### [Your objective]
Revise these lines by replacing "largest circle" with "biggest circle" everywhere it appears, and keep everything else the same. Leave the pictures out of your answer.

[Data items]
++++++++++
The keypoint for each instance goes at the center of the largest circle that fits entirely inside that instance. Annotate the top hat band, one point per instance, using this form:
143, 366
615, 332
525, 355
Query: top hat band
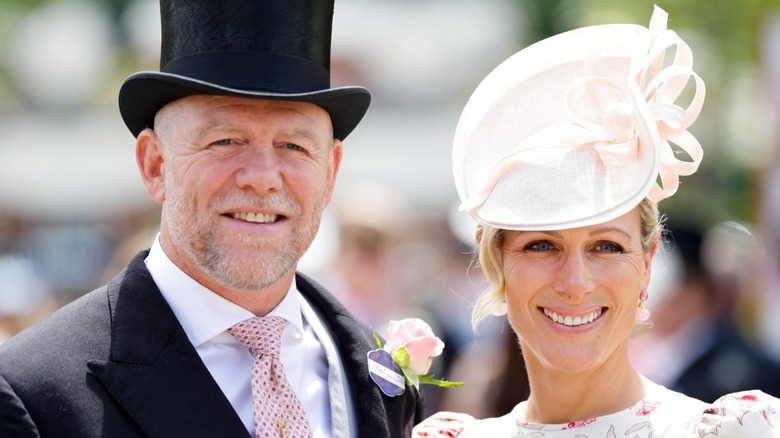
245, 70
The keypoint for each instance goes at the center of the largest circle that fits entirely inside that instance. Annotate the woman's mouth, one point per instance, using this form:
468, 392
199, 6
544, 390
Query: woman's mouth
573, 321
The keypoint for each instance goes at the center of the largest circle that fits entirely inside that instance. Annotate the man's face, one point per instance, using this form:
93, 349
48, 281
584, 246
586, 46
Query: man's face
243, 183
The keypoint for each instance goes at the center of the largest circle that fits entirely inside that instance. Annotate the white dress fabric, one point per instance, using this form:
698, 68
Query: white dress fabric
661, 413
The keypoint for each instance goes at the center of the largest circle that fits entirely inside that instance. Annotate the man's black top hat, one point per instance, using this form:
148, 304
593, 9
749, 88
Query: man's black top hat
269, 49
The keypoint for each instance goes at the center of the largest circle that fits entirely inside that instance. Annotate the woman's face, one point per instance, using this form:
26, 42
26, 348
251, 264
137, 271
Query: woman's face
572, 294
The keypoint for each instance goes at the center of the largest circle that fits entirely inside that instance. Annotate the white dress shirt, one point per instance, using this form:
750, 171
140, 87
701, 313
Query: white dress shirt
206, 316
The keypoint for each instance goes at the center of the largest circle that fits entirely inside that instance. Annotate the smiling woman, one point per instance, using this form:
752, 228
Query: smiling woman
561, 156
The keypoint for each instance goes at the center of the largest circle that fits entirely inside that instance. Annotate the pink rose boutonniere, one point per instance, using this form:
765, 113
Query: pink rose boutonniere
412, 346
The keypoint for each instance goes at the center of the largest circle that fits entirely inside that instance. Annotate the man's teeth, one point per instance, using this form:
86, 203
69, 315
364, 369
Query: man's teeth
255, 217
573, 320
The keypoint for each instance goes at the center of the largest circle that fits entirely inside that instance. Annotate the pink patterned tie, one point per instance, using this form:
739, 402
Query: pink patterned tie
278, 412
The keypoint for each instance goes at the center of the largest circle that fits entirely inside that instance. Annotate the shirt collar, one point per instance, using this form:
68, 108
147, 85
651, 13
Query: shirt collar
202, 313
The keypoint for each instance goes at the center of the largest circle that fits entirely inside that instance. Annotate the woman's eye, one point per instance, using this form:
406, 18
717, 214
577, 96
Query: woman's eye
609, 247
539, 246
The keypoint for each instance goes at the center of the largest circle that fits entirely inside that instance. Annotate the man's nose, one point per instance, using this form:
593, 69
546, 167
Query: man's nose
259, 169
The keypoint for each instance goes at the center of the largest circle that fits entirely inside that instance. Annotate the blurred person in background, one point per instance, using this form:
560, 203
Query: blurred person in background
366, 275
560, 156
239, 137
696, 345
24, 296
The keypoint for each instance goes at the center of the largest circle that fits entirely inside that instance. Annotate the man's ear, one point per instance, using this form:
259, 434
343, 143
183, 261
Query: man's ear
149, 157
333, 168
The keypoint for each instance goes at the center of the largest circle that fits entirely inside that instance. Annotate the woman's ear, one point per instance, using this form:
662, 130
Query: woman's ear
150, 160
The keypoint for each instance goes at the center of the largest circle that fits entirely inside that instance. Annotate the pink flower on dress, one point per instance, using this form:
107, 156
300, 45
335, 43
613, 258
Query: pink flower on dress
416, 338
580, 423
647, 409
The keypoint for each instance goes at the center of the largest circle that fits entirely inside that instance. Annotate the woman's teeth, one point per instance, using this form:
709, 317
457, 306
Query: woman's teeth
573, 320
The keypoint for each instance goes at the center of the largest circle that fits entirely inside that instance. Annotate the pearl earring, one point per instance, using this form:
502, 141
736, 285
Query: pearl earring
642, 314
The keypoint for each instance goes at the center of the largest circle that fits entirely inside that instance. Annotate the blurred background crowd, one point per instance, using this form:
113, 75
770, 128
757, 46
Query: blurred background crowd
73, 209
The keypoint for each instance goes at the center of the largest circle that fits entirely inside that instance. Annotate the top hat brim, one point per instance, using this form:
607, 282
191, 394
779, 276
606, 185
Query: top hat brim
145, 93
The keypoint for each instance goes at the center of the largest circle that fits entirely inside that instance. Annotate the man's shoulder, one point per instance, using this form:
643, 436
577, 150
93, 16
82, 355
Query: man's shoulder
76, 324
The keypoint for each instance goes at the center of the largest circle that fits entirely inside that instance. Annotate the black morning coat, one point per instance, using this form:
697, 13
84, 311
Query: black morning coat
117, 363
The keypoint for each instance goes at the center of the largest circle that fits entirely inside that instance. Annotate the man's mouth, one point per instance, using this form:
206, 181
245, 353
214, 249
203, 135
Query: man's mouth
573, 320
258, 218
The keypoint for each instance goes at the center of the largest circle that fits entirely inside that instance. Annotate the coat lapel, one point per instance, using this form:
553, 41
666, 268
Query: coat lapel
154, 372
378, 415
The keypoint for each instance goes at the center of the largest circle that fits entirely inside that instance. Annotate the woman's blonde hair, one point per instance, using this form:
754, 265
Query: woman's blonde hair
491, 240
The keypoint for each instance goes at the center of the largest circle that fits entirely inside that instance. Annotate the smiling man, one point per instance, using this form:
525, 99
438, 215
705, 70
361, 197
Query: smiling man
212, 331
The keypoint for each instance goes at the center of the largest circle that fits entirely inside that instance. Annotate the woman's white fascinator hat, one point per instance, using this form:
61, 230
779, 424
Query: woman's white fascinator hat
++++++++++
### [Result for this task]
The keypoint for each instance goes at the center of the biggest circle that fits entirely inside that instance. Annotate the top hat band, one point per instance, using this form:
143, 366
615, 332
525, 355
Query: top hat band
245, 70
The keypoint for each instance goes at the center of the biggest circle that fits entirely inside that instance. Annotate the woman's mouth, one point per instance, using this form:
468, 392
199, 6
544, 390
Query: woman's mouth
573, 321
The keypoint for each instance goes at the center of the biggest circle that fits entirely inside that instance. Annotate the man's face, one point per instance, using this form:
93, 349
48, 281
584, 246
586, 46
Query: man's face
243, 183
The keypoint for each instance goes at the center of the biggest circle that fits entirely inside that instance. Annotate the white dress fabric, one point per instance, using this form:
698, 68
Query: white dress fabric
661, 413
The keypoint for each instance goes at the center of the biggest circle that fits entirely inside that instance. Annotate the man's black top hat, one point per instance, using this form:
148, 304
593, 9
749, 88
Query: man's black top hat
269, 49
The keypoint for each instance goes at the center of the biggest circle that fits entirely inside that instance. Annotate the woman's face, one point per instance, using this form:
26, 42
26, 348
251, 264
137, 271
Query: woman's face
572, 294
The keypoint for each instance goes at the center of the biggest circle that fits entirely inside that instance. Annotate the white dress shirt, one point per instance, using this form:
750, 171
140, 87
701, 313
Query: white dress shirt
206, 316
The keypoint for each instance goes at the center of the biggest circle that fits entirely inside that instance. Annotate the smiling woman, one point per instance, using this form:
752, 228
Query: smiling woman
561, 156
The keypoint for each instance goes at the center of the biggest circle that fits entirely inside that instance. Annotate the pink rose boutonniere, one point per instance, using this form:
765, 113
Query: pink rose boutonniere
412, 346
The keypoint for each instance goes at the center of the biggest circle that fits entirely inside that instance. Annotate the man's teeth, one point per instance, using this form:
86, 203
69, 315
364, 369
Query: man's teeth
255, 217
573, 320
The keypoint for each instance goes at the center of the biggest circle that fits entirely inside that instance. Annotate the pink patterned tie, one point per instance, using this form:
739, 402
Query: pink patterned tie
278, 412
The keypoint for each instance goes at the center of the biggest circle that fits entirely inside that instance. Annotate the shirt collar, one point per instance, using this form:
68, 108
147, 85
651, 13
Query: shirt collar
202, 313
The keypoint for each instance goes at the center of the biggest circle that fits entirely inside that instance. Annotate the woman's eye, one point per instance, using this form:
406, 18
717, 214
577, 96
Query: woman's eye
609, 247
539, 246
The keypoint for each instance goes at the center of the biggest circle that fits entirely inside that instance. Annotate the man's nose, one point per instance, using this form:
593, 69
546, 167
Query: man's nose
259, 169
The keypoint for each instance goes at the center of the biggest circle that fits entirely inside that instance. Annotate the blurred person in background, one point per instance, using this form:
560, 203
Query: blurred person in background
366, 275
560, 156
239, 137
696, 345
24, 296
The keypoint for each instance goes at the center of the biggest circle that fits entirely inside that instance. Annotate the man's ear, one point per instance, using this form:
259, 434
343, 143
183, 261
Query: man's ear
149, 157
333, 168
The keypoint for each instance goes at the center of the biggest circle that fits entirely inside that instance. Annotate the woman's ear, one point per instance, using this form:
662, 130
Query: woman's ear
150, 160
The keypoint for each instance goes at the center of the biggest circle that fits entirely inside that instance. Annotate the pink flower on dress, one point per instance, using this form:
107, 156
300, 45
335, 43
613, 258
Query: pink flower on dress
416, 338
580, 423
647, 409
The keypoint for each instance goes at the center of the biggest circle that fits entirely inside that instance. Annotate the woman's teeth, one point per instance, using this form:
709, 317
457, 306
Query: woman's teeth
573, 320
The keypoint for each instance goes at the center of the biggest circle that fits entirely inside that instance. Annotate the pearl earring, one point per instance, using this form:
502, 141
736, 285
Query: pearl earring
642, 314
The keypoint for each instance goes at the center of the biggest circle that fits entirely inside that instance. Annotate the blurred background crowd, one point per instance, using this form:
113, 75
770, 128
757, 46
Query: blurred background crowd
73, 209
The keypoint for each instance goes at the center of the biggest circle that fits entirely inside that instance. Annotate the top hat brim, one point per instance, using this form:
607, 282
191, 394
779, 276
606, 185
Query: top hat brim
145, 93
The keypoint for each instance goes at the center of the biggest circle that fits entirely inside that instance. Annotate the man's shoulder, one point per instance, using this form:
643, 436
577, 150
93, 16
82, 355
Query: man's shoulder
76, 324
The keypoint for each instance goes at the center of the biggest circle that fits entirely inside that instance. Annotate the black morning coat, one point per instance, using this form:
697, 13
84, 311
Query: black morning coat
117, 363
The keypoint for each instance goes at the center of the biggest circle that fits entirely inside that instance. Annotate the man's mouth, one point per instance, using this form:
206, 181
245, 353
214, 249
203, 135
Query: man's mouth
573, 320
258, 218
The keypoint for each instance goes at the center of the biggest circle that fits entirely inside that instance. Annotate the coat lapel, one point per instance, using this form:
553, 41
666, 268
Query: coat lapel
154, 372
378, 415
The keypoint for each instance goes at the center of the biggest circle that fits entirely inside that instance. Annotate the woman's blonde hair, one point per instance, using this form:
754, 265
Query: woman's blonde hair
491, 240
The keypoint for each instance goes at the center of the biggest circle that fits entirely inside that instance. Annotate the smiling man, one point per instance, using this form:
525, 99
438, 215
705, 70
361, 197
Query: smiling man
212, 331
The keypoint for each instance goes at the center of the biggest circle that fits entirely inside that instance. Annotate the woman's white fascinator hat, one point per instance, using this form:
61, 230
779, 424
Query: woman's white fascinator hat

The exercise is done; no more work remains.